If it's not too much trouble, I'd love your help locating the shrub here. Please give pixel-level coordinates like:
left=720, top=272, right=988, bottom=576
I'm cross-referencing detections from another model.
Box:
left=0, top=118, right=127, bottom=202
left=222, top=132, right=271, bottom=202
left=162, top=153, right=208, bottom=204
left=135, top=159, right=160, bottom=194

__________________________________________________

__INSTRUCTIONS TO FOLLOW__
Rewrite every line of the records above, requests included, scaling each bounding-box coordinate in the answers by a factor of 1.45 and rounding to the nearest whole number, with halves rounded up. Leave the numbers in the requests and their sample format unchanged.

__SOLUTION BELOW__
If it's not too much trouble, I'd love your help locating the shrub here. Please give pixel-level coordinates like:
left=720, top=272, right=988, bottom=576
I'm cross-referencing detections from another model.
Box:
left=0, top=171, right=184, bottom=293
left=322, top=191, right=393, bottom=293
left=235, top=222, right=302, bottom=296
left=196, top=231, right=232, bottom=281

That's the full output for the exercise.